BRIEF: Only the lines from the one with "Target: player's knee" to the end of the data below should be returned, each exactly as it stands.

INPUT RECORDS:
BEGIN

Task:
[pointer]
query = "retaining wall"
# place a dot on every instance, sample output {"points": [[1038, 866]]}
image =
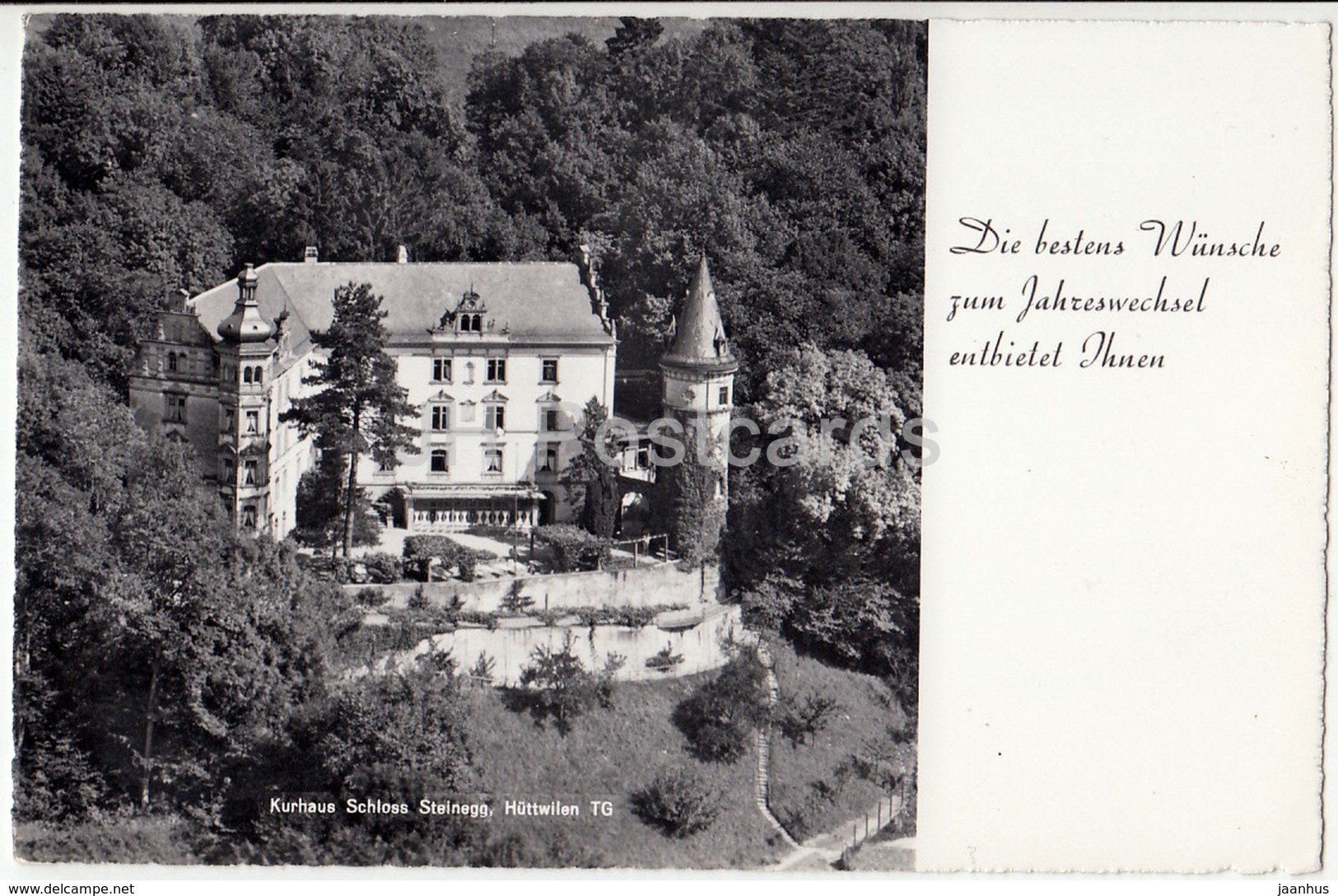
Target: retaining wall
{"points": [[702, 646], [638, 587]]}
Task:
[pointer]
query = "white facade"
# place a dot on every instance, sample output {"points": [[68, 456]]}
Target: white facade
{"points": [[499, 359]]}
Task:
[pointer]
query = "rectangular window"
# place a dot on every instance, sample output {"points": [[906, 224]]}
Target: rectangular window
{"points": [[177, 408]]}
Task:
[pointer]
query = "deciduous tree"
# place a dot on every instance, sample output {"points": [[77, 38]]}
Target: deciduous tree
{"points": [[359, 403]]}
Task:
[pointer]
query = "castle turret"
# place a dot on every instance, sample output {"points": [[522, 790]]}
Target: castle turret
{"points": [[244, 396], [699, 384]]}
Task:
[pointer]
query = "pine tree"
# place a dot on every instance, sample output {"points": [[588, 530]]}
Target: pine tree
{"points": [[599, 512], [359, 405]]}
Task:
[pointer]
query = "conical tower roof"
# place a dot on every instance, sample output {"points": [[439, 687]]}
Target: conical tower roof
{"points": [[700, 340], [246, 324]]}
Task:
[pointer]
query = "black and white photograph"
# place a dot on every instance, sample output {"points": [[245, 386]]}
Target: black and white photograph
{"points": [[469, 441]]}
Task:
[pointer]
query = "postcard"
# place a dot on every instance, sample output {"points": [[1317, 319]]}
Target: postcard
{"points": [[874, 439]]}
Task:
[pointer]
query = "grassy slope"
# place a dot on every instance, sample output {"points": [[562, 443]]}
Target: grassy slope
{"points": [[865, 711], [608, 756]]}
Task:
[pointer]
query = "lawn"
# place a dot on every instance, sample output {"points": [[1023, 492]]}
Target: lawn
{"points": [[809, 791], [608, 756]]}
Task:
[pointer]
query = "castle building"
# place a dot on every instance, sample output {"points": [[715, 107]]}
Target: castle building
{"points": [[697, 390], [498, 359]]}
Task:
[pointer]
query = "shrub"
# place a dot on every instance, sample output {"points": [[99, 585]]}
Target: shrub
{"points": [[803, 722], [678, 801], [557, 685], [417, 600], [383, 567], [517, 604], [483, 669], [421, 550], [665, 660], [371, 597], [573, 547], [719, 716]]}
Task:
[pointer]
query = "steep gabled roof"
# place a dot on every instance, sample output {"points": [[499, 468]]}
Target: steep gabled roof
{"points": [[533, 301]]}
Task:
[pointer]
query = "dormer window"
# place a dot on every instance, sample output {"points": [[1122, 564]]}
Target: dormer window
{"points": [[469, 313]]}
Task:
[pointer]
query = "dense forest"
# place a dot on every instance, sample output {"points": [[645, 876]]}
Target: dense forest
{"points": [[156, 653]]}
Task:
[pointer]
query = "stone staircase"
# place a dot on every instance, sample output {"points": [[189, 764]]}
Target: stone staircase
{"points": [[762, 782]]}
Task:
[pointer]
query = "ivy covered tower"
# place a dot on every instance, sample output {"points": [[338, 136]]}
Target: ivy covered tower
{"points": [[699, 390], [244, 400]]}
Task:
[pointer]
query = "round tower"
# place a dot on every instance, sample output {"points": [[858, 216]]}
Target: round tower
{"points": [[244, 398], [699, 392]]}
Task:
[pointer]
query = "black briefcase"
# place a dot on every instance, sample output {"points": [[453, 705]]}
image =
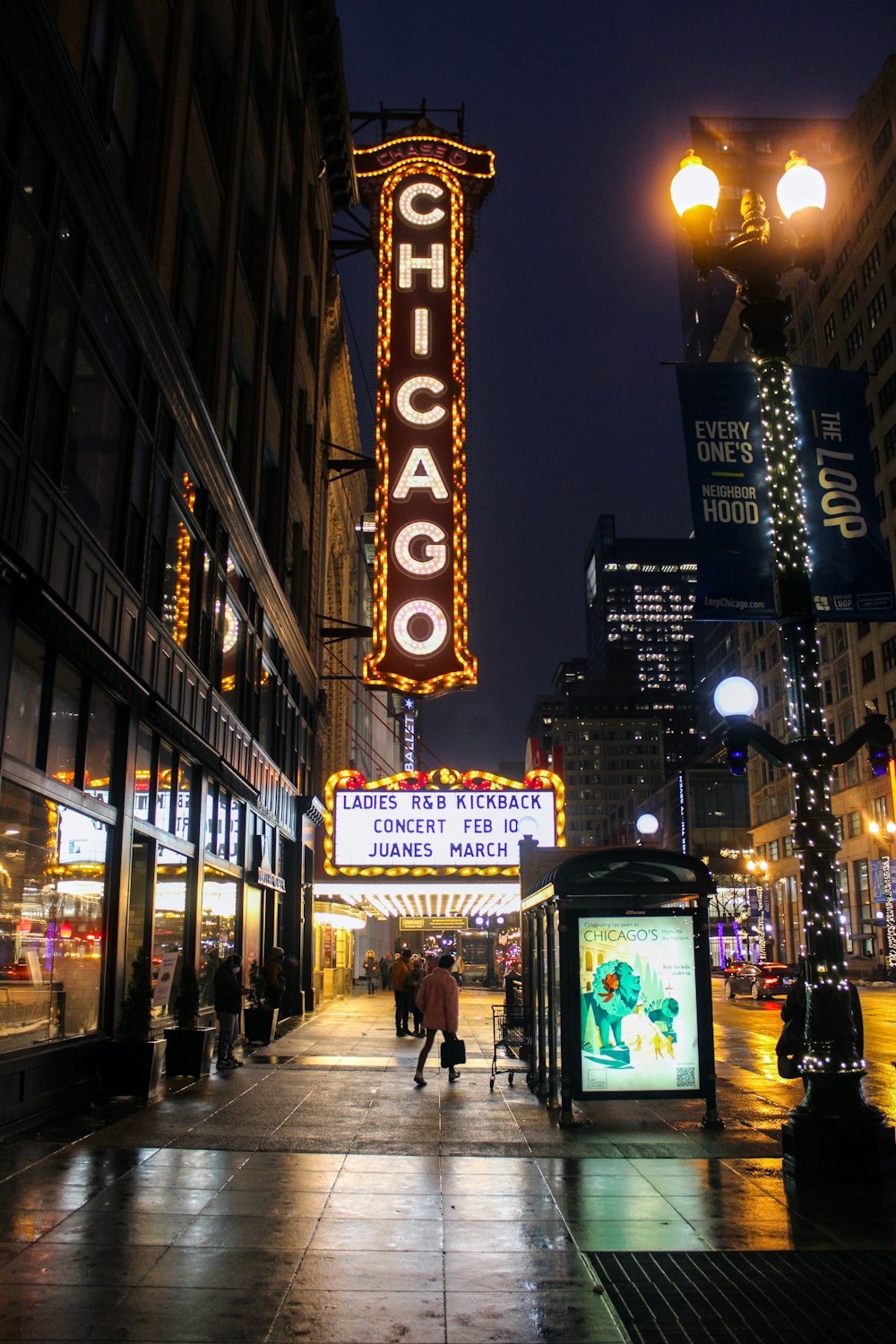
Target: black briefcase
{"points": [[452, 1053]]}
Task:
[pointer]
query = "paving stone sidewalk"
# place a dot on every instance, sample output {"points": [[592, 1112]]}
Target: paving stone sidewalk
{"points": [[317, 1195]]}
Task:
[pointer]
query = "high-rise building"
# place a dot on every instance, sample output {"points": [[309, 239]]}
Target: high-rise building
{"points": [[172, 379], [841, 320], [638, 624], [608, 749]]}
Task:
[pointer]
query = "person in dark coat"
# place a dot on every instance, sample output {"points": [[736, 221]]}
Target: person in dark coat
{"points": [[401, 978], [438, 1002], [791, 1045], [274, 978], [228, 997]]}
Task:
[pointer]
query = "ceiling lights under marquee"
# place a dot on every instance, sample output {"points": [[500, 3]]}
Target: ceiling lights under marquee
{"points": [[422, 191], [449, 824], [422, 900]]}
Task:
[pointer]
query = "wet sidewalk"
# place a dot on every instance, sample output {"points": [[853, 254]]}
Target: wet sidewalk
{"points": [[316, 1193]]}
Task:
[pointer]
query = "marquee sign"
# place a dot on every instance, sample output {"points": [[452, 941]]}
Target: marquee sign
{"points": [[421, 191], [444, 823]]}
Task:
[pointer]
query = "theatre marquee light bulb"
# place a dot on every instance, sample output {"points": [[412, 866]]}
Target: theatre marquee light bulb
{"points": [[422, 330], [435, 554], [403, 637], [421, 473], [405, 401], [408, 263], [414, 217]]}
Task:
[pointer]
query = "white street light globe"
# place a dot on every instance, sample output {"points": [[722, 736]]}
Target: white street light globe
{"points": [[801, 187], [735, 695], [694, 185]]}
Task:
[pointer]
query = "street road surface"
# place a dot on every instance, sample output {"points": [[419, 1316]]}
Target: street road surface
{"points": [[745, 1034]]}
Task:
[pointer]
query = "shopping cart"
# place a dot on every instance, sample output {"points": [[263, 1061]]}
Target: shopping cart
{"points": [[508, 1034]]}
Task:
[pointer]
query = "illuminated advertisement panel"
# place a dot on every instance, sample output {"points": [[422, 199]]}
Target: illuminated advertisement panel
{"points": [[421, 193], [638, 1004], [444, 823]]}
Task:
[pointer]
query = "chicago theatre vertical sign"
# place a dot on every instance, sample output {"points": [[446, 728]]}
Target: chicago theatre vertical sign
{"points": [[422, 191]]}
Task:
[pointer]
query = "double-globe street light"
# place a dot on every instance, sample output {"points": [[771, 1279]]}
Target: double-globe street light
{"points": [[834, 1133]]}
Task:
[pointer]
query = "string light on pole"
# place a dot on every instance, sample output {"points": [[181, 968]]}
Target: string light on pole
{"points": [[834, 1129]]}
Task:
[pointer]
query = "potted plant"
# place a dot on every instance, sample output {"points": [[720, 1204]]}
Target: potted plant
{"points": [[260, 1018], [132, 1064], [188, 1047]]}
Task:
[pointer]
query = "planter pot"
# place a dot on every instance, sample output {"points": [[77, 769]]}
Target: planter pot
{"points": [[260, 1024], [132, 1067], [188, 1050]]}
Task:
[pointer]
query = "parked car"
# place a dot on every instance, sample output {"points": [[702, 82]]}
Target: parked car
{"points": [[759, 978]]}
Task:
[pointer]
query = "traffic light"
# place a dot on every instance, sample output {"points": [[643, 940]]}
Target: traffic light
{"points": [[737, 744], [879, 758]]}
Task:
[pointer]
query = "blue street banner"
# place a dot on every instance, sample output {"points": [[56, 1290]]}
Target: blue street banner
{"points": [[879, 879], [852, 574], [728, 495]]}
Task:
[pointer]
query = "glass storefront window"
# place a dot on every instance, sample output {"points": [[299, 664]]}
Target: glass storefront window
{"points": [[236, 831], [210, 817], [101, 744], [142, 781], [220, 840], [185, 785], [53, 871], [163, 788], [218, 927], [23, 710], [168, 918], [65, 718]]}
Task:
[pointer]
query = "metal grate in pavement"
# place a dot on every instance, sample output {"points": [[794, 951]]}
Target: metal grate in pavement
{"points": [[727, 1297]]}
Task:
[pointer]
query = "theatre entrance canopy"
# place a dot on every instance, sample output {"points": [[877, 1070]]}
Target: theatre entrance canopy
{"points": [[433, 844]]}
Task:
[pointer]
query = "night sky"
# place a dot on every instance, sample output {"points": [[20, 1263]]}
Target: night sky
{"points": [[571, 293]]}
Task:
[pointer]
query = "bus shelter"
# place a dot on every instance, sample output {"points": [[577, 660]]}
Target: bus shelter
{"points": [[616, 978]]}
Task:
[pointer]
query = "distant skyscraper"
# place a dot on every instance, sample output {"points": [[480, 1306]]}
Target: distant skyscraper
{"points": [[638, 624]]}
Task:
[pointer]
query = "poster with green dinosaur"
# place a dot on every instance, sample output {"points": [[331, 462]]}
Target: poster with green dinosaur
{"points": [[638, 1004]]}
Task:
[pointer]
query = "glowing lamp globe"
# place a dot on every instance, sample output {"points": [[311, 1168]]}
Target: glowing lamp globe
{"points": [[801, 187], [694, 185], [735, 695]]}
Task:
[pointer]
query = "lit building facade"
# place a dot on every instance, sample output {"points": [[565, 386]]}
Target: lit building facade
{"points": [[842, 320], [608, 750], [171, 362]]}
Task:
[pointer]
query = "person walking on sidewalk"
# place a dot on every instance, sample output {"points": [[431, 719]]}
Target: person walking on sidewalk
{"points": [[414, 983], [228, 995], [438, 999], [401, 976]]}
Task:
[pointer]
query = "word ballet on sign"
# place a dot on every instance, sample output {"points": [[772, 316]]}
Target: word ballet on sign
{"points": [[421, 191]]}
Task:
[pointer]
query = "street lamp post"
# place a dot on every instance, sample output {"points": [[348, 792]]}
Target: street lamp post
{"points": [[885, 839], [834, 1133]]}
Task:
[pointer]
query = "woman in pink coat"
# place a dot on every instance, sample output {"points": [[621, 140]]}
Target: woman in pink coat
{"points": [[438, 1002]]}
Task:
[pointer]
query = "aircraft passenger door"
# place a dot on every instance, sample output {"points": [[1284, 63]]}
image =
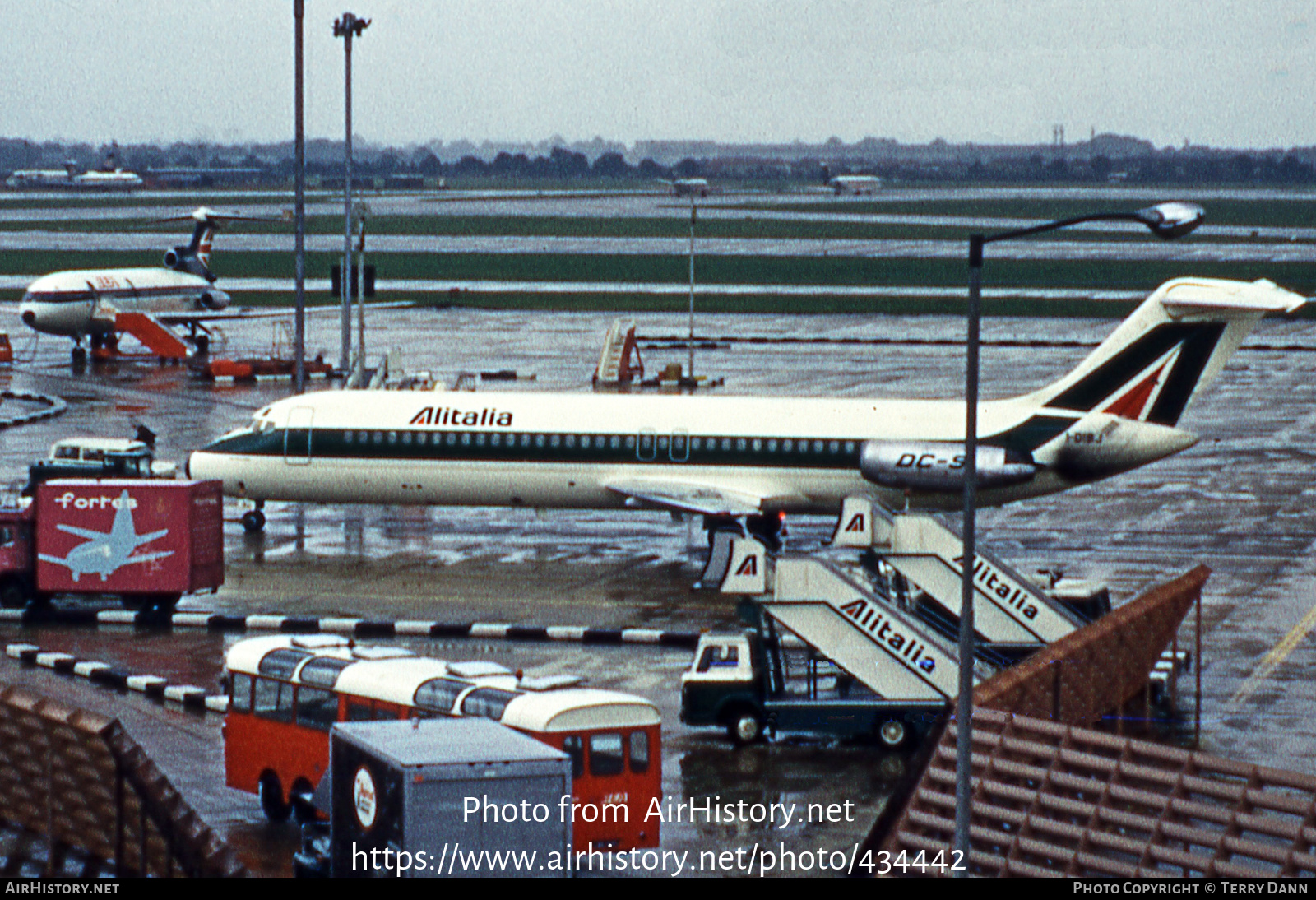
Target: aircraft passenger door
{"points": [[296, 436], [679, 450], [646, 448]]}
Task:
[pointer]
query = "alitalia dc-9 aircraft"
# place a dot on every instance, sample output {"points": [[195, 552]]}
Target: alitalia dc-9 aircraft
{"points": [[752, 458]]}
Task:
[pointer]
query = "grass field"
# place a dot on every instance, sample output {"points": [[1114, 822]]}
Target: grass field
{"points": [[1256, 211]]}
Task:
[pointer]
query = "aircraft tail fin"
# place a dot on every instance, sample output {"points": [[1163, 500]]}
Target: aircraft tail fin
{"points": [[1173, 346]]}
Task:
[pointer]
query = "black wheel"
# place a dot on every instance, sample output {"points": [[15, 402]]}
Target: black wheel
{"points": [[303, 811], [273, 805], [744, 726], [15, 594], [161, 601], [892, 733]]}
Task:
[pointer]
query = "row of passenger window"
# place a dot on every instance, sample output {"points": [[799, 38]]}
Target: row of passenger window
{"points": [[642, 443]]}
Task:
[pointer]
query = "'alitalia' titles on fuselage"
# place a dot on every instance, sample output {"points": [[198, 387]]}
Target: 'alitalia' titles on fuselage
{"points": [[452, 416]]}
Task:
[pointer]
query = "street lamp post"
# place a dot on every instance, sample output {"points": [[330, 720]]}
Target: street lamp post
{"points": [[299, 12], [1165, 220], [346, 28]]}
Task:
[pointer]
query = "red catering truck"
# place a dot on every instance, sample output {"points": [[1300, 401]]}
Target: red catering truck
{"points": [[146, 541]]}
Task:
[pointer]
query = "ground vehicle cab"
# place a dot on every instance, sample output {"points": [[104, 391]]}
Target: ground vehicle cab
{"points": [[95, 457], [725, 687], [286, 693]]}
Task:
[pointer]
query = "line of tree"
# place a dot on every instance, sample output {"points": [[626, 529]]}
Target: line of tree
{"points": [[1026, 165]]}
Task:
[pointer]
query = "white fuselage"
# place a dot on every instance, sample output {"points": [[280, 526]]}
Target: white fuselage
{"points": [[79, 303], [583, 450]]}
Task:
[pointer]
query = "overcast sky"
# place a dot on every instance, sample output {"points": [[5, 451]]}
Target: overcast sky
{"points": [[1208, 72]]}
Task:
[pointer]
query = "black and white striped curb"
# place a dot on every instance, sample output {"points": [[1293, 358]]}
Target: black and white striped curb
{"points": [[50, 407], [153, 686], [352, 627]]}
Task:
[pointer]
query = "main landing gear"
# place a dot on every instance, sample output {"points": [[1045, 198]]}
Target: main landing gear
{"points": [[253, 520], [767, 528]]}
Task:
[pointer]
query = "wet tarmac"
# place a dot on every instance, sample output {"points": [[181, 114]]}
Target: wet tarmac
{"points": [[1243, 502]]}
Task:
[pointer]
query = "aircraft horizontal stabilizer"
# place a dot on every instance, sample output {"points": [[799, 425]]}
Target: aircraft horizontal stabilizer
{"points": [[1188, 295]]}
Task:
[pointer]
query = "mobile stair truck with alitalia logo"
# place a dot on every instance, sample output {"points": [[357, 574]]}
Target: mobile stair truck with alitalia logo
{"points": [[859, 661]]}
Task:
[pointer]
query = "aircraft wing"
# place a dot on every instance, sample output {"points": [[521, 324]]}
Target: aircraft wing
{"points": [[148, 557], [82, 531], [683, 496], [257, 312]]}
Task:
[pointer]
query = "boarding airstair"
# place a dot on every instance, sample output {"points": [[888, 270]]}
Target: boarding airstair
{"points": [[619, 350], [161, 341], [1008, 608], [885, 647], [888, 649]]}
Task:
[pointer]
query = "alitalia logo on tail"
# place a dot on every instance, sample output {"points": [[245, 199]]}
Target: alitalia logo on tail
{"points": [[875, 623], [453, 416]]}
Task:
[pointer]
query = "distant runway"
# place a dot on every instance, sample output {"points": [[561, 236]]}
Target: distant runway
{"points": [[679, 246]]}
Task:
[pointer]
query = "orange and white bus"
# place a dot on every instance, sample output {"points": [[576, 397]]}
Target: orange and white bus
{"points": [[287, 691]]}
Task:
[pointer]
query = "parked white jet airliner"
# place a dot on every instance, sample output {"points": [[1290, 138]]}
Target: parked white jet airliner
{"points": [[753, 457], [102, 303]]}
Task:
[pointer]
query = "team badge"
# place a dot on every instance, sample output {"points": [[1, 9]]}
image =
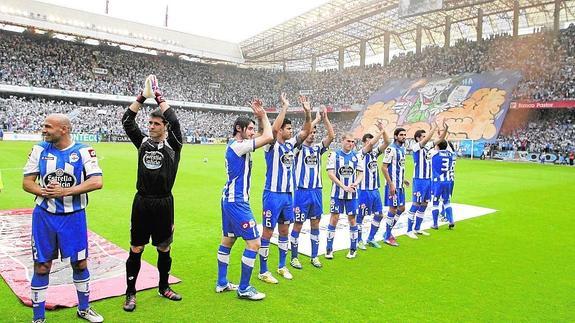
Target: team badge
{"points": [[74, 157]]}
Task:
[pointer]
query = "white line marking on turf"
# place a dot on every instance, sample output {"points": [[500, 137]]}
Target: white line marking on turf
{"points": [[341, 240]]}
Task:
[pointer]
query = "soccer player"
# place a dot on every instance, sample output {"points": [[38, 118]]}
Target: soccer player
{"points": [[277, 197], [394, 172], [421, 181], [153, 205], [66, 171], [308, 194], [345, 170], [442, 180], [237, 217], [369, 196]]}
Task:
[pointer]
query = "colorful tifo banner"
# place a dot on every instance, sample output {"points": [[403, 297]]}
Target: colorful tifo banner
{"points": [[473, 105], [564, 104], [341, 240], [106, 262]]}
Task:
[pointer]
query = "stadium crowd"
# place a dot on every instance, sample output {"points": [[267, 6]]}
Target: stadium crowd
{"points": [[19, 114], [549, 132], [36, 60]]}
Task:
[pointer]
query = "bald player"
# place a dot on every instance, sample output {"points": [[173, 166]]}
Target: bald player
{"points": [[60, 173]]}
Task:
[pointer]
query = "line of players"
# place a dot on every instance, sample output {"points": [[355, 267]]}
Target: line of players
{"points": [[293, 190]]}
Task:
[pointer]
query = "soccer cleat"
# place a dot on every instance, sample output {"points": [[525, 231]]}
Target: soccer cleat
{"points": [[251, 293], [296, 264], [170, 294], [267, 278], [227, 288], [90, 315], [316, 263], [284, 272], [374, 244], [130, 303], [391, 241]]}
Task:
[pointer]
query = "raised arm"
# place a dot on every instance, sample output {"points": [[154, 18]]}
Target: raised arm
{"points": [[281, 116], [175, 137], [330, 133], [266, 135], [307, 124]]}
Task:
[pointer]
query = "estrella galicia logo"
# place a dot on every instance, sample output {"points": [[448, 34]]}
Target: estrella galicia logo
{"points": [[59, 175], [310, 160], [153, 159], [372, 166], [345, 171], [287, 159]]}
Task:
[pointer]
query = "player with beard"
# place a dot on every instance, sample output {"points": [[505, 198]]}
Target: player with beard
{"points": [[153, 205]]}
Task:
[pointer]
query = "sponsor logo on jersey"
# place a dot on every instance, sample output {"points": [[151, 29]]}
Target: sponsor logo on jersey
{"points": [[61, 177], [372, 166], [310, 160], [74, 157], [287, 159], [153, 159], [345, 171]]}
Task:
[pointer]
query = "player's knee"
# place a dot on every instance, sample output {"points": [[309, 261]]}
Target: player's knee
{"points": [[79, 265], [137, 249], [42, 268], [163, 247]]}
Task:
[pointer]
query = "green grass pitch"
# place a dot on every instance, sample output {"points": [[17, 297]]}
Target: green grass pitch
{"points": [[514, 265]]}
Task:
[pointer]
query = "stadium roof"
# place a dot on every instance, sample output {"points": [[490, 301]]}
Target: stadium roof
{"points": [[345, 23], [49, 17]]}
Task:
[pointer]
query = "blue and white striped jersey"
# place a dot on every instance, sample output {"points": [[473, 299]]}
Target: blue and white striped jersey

END

PROBLEM SOLUTION:
Target: player's knee
{"points": [[79, 265], [137, 249], [42, 268], [163, 247]]}
Task:
[pointer]
query = "green grass pitch"
# place a dot on every instance, sample output {"points": [[17, 297]]}
Target: green grass pitch
{"points": [[514, 265]]}
Task:
[pointer]
query = "stadium roof"
# place a dot on every instance, sample output {"points": [[490, 301]]}
Target: stadium roof
{"points": [[345, 23], [49, 17]]}
Task:
[pointer]
query = "blue and white striped jersey"
# place a dot on every instance, sample output {"points": [[473, 299]]}
Target: blue and white striped jersey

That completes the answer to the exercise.